━━━━━ DATASET RECORDS ━━━━━
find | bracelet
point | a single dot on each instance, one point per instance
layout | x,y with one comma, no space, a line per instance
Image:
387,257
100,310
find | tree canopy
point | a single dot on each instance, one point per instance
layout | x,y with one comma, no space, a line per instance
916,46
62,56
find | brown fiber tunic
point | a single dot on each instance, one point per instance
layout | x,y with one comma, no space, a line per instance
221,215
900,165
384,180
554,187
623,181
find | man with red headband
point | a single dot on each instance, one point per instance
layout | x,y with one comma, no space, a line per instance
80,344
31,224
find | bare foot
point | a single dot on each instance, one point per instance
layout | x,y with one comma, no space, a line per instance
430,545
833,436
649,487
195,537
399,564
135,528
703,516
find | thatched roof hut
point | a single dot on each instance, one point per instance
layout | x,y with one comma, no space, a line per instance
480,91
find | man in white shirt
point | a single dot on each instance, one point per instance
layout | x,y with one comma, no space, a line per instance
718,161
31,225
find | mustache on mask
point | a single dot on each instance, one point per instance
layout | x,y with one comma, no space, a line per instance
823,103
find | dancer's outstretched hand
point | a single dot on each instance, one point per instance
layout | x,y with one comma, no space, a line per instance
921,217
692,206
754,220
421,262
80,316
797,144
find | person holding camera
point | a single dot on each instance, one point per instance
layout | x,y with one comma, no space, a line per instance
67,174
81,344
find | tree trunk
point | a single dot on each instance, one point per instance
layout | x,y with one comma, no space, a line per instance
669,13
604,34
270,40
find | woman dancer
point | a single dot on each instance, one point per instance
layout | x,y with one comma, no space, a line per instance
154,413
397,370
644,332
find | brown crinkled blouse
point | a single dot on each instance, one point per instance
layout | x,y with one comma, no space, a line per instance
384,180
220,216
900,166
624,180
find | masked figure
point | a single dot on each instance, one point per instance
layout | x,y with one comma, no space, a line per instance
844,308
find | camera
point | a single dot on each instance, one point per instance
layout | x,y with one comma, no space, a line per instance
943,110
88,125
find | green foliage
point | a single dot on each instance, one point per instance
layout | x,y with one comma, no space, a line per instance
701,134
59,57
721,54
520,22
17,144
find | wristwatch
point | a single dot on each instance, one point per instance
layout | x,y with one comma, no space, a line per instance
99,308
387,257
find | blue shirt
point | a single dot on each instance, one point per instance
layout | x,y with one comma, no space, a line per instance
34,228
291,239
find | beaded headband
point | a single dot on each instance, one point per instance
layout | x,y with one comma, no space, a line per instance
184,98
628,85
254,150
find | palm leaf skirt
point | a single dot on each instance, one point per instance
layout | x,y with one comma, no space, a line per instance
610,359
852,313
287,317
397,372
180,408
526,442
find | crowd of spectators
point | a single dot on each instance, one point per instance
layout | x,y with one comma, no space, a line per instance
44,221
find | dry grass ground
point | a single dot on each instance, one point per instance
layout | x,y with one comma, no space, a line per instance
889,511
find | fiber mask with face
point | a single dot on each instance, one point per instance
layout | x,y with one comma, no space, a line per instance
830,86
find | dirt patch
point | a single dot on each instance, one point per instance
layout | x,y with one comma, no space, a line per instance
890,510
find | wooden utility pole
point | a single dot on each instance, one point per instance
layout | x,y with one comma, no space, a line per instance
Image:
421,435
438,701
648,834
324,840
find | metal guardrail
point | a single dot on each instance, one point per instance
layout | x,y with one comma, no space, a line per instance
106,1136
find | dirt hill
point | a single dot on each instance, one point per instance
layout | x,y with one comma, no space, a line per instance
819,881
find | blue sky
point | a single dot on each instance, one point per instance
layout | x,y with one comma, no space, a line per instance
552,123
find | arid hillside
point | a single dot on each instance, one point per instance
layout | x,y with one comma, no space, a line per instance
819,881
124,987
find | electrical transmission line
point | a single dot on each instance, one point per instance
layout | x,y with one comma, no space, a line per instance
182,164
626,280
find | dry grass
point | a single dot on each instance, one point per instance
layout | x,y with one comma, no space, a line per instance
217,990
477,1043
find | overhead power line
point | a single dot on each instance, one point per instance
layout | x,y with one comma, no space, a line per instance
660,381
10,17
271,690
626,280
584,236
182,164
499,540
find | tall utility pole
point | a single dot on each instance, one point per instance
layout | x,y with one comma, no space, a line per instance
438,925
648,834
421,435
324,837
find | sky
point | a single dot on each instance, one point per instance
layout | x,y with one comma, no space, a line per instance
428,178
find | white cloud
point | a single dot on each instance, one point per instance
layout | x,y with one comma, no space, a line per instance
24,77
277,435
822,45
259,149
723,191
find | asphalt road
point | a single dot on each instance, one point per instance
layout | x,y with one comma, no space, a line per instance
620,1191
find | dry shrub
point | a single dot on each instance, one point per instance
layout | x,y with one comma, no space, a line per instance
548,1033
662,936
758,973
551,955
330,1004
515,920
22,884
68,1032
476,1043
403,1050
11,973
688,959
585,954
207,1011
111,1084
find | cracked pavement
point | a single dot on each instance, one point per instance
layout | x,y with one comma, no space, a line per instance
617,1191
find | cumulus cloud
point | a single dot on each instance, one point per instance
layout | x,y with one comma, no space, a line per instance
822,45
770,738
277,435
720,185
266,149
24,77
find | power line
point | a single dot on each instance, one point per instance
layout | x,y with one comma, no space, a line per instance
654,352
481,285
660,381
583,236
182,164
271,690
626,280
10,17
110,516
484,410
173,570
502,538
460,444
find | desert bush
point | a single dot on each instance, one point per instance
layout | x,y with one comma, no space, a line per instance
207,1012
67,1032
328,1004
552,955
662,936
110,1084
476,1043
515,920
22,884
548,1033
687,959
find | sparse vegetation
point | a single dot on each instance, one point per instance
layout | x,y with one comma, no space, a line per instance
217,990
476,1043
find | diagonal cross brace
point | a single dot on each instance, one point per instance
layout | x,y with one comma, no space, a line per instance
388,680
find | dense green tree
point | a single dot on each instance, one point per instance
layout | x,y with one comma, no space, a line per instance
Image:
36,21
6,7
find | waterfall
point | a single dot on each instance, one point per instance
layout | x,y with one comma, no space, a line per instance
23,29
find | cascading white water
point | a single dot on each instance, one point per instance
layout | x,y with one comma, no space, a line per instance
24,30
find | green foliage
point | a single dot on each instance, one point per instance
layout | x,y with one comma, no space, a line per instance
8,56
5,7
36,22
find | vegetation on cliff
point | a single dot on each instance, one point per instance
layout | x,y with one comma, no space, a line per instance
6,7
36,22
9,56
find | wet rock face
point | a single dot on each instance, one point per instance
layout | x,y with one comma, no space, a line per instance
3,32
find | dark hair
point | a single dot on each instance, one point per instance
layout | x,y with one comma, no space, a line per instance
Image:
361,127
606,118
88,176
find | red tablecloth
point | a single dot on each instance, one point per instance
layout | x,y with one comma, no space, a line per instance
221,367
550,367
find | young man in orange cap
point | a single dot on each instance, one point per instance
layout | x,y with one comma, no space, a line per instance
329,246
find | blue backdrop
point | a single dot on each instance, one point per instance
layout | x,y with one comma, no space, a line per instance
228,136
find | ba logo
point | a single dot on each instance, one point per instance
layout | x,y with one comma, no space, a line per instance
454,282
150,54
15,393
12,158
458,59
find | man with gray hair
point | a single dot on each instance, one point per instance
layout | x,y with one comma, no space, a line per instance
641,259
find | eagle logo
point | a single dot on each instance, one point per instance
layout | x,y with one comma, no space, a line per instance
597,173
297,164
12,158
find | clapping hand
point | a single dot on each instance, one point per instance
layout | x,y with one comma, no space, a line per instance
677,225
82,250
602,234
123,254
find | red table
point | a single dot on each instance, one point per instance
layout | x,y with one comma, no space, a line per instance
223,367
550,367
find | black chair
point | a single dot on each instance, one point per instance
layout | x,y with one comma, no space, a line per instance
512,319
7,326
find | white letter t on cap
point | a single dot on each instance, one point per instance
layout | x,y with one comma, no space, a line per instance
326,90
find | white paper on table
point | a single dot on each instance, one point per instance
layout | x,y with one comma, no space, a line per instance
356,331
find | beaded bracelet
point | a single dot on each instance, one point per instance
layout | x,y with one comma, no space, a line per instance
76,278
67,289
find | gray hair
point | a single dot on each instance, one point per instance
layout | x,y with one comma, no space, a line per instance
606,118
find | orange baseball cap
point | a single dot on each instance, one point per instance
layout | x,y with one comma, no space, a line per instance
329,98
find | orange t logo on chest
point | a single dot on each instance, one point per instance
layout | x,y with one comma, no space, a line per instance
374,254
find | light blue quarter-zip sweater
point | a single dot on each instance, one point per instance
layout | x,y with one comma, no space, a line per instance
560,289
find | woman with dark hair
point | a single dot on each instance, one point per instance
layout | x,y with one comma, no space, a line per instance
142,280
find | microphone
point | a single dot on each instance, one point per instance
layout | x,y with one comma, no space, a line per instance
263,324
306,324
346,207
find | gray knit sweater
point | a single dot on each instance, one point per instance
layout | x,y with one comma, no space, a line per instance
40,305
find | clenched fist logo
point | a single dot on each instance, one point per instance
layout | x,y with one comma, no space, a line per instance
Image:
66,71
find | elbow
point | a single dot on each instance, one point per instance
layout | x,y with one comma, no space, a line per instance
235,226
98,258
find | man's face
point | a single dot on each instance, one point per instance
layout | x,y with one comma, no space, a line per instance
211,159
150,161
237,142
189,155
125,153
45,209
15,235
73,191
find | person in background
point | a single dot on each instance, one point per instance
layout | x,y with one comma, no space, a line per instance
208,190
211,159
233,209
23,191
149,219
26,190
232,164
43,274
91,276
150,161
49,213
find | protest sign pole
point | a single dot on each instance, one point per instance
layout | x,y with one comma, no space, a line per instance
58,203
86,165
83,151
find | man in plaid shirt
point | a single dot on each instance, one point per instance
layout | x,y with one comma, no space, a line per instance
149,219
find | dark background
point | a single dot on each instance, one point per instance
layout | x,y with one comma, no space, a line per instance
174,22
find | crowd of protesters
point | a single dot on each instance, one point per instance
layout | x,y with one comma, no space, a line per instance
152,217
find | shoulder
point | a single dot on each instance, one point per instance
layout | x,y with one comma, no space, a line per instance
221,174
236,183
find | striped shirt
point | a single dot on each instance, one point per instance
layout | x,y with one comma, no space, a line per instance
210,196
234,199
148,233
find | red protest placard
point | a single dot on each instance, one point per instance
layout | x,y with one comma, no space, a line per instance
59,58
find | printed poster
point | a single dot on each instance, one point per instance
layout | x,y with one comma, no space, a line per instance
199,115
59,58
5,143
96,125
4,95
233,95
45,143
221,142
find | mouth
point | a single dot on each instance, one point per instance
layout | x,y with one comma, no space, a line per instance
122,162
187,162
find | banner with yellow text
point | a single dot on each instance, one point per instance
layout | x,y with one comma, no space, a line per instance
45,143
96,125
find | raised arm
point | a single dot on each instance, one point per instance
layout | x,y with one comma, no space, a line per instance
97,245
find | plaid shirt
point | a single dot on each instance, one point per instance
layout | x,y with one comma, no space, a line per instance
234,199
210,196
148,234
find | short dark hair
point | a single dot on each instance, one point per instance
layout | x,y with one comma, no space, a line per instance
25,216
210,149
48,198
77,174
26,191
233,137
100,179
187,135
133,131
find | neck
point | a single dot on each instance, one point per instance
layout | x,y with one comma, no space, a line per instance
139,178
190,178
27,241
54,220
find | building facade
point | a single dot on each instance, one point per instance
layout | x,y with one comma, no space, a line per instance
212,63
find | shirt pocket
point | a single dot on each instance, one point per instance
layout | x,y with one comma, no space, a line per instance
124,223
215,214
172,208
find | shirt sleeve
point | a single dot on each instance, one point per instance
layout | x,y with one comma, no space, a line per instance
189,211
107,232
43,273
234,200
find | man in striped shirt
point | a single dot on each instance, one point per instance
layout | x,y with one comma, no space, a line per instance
━━━━━
## REQUIRED TASK
Nothing but the lines from the one with "find | banner with yellow text" through the last line should be repeated, each exactly as it stands.

## WRITTEN REPLY
find | banner with yellow text
point | a single dot on each instance, one point per instance
layout | x,y with one comma, no space, a line per instance
45,143
96,125
find | raised arm
point | a single dot on each instance, one point per instance
layout | x,y with one comma, no space, a line per instance
97,245
find | plaid shirt
point | a single dot on each instance, one point per instance
layout | x,y with one comma, no space, a line per instance
234,199
210,196
148,234
find | short dark hair
point | a single dot on each instance, one point per instance
layout | x,y with one comma, no space, a line per instance
25,216
210,149
48,198
77,174
26,191
233,137
100,179
187,135
133,131
find | neck
point | a single dot on each instance, one point per instance
layout | x,y with one comma, no space, a line per instance
139,178
190,178
27,241
54,220
find | building facade
point | a single dot on each instance, one point per instance
layout | x,y with one comma, no space, a line per instance
212,63
find | shirt pocket
point | a single dot on each instance, one point per instance
layout | x,y with one comma, no space, a line per instance
124,223
215,214
172,208
find | shirt sleeve
point | a single dot on each instance, one point per instance
layout | x,y with one comma, no space, a line per instance
189,211
107,232
43,273
234,200
find | man in striped shirt
point | a single dot on each instance, one point per instance
layout | x,y with one comma, no space, a line per instance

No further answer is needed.